Using the entries below, return word for word the lines from the one containing "In the photo above, where can the blurred flower" up to and including the last.

## DATA IN THIS EXERCISE:
==================================================

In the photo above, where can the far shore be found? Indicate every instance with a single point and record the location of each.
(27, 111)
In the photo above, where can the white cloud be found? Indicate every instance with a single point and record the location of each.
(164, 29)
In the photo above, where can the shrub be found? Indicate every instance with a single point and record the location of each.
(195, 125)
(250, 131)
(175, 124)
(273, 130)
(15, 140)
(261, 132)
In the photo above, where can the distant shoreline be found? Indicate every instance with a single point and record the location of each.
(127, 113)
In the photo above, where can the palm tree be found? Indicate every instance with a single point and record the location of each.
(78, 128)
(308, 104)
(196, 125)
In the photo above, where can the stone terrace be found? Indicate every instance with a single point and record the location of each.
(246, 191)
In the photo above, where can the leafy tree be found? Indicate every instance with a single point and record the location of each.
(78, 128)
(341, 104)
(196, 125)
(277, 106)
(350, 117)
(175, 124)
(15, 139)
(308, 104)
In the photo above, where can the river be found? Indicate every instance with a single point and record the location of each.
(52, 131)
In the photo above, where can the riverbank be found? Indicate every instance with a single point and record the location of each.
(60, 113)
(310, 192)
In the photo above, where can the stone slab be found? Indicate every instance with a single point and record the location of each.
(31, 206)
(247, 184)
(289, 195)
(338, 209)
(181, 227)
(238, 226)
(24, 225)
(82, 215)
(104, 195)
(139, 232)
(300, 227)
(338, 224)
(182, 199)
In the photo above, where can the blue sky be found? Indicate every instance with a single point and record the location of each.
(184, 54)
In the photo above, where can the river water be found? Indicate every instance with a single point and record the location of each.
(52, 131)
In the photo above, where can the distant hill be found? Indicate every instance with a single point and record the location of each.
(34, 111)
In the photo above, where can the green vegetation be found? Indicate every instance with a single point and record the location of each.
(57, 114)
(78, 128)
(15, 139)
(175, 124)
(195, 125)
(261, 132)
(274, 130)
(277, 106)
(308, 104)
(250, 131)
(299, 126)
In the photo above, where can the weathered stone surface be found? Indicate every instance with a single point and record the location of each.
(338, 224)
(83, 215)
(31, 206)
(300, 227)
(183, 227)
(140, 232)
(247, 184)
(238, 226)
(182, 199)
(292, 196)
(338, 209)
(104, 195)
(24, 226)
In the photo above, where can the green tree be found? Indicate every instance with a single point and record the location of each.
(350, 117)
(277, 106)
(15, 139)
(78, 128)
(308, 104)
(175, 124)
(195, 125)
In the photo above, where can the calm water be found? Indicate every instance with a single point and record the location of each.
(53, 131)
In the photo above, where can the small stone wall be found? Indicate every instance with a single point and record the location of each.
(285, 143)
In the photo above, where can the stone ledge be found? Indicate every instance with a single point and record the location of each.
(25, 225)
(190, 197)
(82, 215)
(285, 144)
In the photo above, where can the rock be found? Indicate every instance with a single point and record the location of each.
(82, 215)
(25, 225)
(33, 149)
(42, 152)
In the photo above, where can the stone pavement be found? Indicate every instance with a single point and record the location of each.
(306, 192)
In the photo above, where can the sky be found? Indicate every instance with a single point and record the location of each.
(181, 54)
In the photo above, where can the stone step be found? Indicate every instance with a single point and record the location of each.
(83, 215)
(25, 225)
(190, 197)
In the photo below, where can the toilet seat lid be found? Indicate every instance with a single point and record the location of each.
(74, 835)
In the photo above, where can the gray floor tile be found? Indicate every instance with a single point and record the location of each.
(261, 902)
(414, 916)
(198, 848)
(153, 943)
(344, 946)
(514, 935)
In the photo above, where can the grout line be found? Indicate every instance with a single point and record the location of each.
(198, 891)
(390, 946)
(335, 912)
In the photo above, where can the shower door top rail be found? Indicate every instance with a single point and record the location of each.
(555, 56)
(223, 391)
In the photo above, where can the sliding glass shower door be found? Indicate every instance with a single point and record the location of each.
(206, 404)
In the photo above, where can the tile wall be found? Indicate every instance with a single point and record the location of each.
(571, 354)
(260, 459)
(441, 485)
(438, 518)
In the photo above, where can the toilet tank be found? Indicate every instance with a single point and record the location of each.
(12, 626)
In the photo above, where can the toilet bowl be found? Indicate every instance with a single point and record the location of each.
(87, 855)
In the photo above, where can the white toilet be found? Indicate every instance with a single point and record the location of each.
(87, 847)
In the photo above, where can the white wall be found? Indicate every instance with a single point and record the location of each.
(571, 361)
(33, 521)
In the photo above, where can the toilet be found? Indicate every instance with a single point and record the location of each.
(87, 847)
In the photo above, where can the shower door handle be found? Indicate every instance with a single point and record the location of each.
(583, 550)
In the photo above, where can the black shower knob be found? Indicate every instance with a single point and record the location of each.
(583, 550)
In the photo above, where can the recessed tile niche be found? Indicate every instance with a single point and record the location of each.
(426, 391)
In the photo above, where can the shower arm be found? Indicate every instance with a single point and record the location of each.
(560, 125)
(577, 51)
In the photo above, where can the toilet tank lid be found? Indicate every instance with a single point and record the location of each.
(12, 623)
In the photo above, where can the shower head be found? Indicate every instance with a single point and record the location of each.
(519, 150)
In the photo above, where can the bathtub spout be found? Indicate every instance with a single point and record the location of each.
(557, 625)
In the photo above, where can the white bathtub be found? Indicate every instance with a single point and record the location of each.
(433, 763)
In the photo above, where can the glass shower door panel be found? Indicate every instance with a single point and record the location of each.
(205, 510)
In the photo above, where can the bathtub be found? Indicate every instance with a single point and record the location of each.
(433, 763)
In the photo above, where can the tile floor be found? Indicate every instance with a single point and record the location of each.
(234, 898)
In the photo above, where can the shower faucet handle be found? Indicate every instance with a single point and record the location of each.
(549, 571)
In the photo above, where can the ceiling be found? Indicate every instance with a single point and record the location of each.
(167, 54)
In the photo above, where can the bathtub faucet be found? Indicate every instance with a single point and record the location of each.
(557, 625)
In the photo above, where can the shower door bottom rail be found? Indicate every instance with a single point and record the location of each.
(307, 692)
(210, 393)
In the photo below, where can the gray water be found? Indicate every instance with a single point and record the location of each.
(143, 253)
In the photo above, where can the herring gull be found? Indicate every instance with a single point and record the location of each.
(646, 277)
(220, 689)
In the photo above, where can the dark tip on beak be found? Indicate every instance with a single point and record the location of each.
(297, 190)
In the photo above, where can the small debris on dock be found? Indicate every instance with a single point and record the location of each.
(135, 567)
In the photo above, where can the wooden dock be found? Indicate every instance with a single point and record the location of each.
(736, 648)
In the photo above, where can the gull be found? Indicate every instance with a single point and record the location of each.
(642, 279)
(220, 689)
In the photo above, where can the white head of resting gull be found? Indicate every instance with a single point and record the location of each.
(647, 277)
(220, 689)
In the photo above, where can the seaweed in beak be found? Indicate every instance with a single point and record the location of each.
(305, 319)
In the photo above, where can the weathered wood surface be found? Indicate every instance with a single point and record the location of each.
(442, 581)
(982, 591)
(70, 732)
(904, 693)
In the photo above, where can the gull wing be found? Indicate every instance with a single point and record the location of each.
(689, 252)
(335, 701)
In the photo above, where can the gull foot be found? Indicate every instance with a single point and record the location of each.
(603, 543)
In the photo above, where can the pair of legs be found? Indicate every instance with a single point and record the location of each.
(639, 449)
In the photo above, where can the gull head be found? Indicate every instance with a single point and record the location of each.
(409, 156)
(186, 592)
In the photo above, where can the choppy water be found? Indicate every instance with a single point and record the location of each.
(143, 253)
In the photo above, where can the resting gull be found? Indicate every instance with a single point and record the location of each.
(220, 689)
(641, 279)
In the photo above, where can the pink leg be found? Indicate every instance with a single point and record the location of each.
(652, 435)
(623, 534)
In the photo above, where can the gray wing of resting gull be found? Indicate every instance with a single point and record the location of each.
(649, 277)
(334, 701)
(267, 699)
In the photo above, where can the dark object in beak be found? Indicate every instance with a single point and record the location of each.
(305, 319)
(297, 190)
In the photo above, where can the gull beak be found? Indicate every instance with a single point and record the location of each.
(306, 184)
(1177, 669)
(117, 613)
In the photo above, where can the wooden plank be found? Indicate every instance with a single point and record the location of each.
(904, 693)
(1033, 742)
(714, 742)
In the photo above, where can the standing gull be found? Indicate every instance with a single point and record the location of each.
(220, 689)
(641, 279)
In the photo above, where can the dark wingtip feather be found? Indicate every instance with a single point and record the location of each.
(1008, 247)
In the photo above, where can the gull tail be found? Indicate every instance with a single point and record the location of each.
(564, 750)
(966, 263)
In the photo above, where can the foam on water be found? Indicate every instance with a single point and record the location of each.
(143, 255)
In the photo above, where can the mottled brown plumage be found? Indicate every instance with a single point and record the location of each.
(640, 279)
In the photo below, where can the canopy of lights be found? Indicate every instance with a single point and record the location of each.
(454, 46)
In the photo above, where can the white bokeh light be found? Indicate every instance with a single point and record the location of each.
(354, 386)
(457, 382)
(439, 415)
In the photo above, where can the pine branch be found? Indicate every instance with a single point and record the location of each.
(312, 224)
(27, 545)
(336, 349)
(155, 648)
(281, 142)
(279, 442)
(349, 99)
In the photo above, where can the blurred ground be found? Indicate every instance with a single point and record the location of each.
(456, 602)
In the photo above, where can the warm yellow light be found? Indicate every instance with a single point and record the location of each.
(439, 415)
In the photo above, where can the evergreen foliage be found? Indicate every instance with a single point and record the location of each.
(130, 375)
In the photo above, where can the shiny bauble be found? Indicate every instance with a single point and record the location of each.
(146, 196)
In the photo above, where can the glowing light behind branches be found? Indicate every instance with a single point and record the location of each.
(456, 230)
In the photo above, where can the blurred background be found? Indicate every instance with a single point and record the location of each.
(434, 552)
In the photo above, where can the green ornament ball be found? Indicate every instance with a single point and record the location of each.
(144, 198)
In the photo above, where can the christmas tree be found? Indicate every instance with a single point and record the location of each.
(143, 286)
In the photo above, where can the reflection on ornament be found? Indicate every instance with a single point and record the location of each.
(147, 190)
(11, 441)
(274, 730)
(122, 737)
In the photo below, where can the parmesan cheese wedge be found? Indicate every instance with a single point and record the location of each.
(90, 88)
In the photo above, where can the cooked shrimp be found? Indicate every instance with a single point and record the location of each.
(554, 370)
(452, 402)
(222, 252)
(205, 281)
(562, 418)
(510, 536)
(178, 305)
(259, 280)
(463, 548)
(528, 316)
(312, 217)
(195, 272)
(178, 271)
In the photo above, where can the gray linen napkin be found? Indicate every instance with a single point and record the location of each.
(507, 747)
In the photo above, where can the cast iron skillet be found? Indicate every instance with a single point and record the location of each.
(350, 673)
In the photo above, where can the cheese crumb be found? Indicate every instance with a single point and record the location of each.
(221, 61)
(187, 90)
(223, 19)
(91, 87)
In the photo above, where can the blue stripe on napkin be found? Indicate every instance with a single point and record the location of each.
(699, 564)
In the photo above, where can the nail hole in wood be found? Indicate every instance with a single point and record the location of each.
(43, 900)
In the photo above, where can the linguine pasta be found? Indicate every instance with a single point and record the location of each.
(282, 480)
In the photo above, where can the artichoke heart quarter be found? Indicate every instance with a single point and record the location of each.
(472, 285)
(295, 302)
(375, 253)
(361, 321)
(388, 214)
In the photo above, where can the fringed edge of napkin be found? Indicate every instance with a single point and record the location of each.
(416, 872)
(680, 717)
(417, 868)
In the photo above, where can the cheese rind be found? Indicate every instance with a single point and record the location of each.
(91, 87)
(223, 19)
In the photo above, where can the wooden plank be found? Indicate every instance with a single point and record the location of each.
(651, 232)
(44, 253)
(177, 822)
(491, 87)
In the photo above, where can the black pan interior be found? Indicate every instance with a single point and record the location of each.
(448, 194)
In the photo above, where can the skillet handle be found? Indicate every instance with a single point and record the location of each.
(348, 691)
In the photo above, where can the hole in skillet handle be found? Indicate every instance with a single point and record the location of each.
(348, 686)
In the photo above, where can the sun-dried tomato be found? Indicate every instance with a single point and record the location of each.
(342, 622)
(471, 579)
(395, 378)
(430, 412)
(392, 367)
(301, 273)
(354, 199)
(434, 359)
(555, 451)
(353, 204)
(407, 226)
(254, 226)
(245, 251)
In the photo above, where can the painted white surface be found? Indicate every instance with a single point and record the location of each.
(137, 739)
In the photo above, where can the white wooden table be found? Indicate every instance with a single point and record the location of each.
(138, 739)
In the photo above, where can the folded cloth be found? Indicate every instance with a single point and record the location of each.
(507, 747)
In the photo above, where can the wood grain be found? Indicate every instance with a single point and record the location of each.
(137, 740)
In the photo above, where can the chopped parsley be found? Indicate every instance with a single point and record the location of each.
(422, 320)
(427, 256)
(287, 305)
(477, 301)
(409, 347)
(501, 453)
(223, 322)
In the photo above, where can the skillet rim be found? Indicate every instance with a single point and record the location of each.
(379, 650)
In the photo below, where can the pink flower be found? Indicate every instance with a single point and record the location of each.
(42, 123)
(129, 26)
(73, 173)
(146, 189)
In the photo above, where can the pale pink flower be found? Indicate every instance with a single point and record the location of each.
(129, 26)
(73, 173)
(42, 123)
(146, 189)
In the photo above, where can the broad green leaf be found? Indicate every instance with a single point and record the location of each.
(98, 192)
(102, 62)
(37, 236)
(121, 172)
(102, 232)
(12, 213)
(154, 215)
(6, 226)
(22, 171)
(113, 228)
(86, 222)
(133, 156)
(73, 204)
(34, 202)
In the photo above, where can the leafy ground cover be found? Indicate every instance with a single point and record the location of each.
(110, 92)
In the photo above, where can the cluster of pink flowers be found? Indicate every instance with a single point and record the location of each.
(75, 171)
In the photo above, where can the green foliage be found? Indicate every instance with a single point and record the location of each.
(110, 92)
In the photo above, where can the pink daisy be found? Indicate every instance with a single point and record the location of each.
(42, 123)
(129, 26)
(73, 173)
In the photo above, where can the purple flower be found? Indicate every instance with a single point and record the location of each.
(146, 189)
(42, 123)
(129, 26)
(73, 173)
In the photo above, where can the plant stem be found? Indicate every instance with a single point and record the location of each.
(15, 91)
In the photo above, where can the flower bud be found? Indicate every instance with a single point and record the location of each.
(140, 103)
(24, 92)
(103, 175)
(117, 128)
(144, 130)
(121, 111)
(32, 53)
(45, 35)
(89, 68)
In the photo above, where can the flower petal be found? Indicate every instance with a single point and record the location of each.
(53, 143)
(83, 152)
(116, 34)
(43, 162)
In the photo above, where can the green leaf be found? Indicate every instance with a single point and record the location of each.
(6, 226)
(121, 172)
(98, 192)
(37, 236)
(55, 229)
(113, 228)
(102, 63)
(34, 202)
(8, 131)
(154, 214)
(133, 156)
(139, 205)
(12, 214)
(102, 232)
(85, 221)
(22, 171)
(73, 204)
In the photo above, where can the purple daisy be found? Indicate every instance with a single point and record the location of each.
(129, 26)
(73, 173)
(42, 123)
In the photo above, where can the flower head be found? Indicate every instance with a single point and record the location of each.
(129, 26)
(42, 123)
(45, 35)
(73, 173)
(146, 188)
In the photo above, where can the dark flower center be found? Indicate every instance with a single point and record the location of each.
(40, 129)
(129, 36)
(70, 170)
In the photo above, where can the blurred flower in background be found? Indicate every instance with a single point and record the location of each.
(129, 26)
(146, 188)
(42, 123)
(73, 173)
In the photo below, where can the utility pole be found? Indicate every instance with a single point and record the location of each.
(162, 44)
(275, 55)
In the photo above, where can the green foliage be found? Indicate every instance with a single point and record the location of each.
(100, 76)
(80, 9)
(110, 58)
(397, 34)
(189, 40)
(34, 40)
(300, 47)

==================================================

## RESPONSE:
In the photo above, where can the blurred flower in background be found? Indicate every instance with a single point and record the location of each.
(129, 26)
(146, 188)
(42, 123)
(73, 173)
In the photo below, where can the utility pole be found? Indicate every instance with a single point and record the location of each.
(162, 44)
(275, 55)
In the photo above, where can the green foliage be found? Indicate every instance with a single point and record the location of each.
(100, 76)
(80, 9)
(110, 58)
(397, 34)
(189, 40)
(34, 40)
(300, 47)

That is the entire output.